TO DO -
The data must be returned in full and exactly as given.

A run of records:

-=-=-=-=-

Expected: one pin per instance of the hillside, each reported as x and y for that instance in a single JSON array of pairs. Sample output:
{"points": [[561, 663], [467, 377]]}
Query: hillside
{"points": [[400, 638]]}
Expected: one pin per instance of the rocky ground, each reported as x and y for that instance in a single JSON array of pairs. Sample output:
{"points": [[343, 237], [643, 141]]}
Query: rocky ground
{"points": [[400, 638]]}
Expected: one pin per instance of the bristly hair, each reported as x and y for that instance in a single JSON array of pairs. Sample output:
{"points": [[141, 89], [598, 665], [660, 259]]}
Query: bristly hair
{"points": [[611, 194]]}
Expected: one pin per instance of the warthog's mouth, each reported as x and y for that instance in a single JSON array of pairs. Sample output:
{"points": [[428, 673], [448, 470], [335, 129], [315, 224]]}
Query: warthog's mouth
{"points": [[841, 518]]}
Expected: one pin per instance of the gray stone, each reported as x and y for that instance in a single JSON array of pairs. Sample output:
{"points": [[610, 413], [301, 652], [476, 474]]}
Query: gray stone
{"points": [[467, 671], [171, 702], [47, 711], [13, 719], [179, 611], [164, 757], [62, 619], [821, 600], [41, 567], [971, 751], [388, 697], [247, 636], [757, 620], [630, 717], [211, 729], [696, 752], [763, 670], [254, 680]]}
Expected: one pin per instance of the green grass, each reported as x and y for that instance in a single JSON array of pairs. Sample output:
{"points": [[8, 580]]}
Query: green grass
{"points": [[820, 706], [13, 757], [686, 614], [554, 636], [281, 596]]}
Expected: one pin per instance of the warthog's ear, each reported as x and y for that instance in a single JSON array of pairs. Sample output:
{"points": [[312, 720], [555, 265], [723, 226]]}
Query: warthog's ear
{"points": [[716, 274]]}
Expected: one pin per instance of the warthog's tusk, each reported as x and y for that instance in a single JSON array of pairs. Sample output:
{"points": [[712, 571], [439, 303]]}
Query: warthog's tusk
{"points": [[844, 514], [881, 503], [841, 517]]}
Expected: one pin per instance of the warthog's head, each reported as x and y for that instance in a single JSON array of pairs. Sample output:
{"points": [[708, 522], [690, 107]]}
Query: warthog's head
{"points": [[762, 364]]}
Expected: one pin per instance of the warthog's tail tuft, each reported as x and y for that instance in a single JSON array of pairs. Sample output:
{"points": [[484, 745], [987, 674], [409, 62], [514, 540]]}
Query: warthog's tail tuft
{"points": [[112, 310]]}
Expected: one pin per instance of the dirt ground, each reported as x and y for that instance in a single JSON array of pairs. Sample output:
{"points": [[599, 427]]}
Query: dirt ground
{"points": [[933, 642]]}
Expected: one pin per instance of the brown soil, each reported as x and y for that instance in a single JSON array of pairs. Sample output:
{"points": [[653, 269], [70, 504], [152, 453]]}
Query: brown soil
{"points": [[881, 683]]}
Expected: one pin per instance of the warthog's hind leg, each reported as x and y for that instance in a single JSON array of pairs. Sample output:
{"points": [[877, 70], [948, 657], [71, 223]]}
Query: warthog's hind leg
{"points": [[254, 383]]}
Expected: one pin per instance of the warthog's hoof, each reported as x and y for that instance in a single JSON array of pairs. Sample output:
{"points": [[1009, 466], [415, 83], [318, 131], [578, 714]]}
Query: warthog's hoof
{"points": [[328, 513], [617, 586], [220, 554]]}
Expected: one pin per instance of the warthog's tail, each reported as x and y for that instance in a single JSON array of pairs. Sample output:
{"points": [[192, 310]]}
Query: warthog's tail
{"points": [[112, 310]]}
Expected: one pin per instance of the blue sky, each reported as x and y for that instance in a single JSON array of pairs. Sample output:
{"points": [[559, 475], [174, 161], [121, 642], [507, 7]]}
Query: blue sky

-=-=-=-=-

TASK RESULT -
Expected: one pin per instance of the hillside, each reported as x and y for that instance in a single JSON array of pairs. Sample output:
{"points": [[561, 663], [467, 377]]}
Query: hillside
{"points": [[400, 638]]}
Expected: one pin per instance of the rocky ground, each reported as x and y for that instance in a single JSON array of pairs. Sample output:
{"points": [[343, 237], [643, 141]]}
Query: rocky ground
{"points": [[400, 638]]}
Expected: one pin per instance of the bristly hair, each reported as x and y for that instance in a single JSON array of pairs. Sample output:
{"points": [[141, 89], [598, 665], [660, 259]]}
Query: bristly hair
{"points": [[611, 194]]}
Expected: one pin per instance of the warthog's mouth, each reported as x and y for that instance in a single JSON array of pairs. Sample output:
{"points": [[428, 673], [448, 470], [335, 129], [315, 224]]}
Query: warthog's mouth
{"points": [[841, 518]]}
Expected: one pin per instance of the gray stone, each reported as x and y for that instance in a single JSON array of pairs. Sample output:
{"points": [[610, 413], [301, 652], [476, 474]]}
Query: gray stone
{"points": [[467, 671], [171, 702], [47, 711], [13, 719], [179, 611], [164, 757], [62, 619], [821, 600], [41, 567], [971, 751], [388, 697], [247, 636], [757, 620], [630, 717], [211, 729], [696, 752], [763, 670], [254, 680]]}
Expected: one pin per instance of the green grass, each reported as x and y for that instance in a single JSON array of pairs. Sample output:
{"points": [[8, 580]]}
Query: green grass
{"points": [[820, 706], [13, 757], [686, 614], [554, 636], [281, 596]]}
Expected: one pin per instance of the warthog's ear, each reported as x and y for that instance in a single JSON array of pairs. Sample output:
{"points": [[312, 720], [555, 265], [723, 226]]}
Query: warthog's ear
{"points": [[716, 274]]}
Expected: one pin per instance of the warthog's tusk, each reported as x and y for that instance in a single JSON array of pairs. Sample output:
{"points": [[712, 571], [439, 303]]}
Query: warthog's tusk
{"points": [[844, 514], [881, 503], [841, 517]]}
Expected: one pin per instance of the warthog's head, each reported as x and y for that instance in a single JSON array of pairs. Sample output:
{"points": [[708, 522], [690, 107]]}
Query: warthog's head
{"points": [[762, 364]]}
Expected: one pin per instance of the warthog's tail tuft, each reported as x and y for that instance in a single JSON array of pairs. Sample output:
{"points": [[484, 745], [987, 674], [409, 62], [514, 540]]}
Query: warthog's tail tuft
{"points": [[112, 310]]}
Expected: one pin per instance of the dirt ground, each reported as x and y for that instance in a single JSON array of pairs. Sample output:
{"points": [[599, 427]]}
Query: dirt ground
{"points": [[933, 642]]}
Expected: one pin per instance of the brown soil, each reported as x and y for that instance in a single JSON array of pairs. Sample output:
{"points": [[653, 269], [70, 504], [152, 453]]}
Query: brown soil
{"points": [[881, 683]]}
Expected: one pin per instance of the warthog's hind leg, each reported as x and y for that instance in a single JSON array of pairs. Sample output:
{"points": [[877, 70], [948, 657], [71, 223]]}
Query: warthog's hind leg
{"points": [[254, 383]]}
Expected: one pin per instance of the warthog's hoof, each reported as x and y for that instance in a single JSON array of pairs. Sample output:
{"points": [[1009, 466], [415, 83], [318, 131], [578, 714]]}
Query: warthog's hoof
{"points": [[328, 513], [617, 586], [220, 554]]}
Expected: one pin per instance of the warthog's tail, each reported as x and y for that instance in a single JSON array of pairs. Sample output:
{"points": [[192, 310]]}
Query: warthog's tail
{"points": [[112, 310]]}
Expected: one pin per instance of the blue sky, each reported as x and y for that instance in a single JSON array of pairs. Sample output:
{"points": [[559, 475], [174, 161], [121, 642], [507, 7]]}
Query: blue sky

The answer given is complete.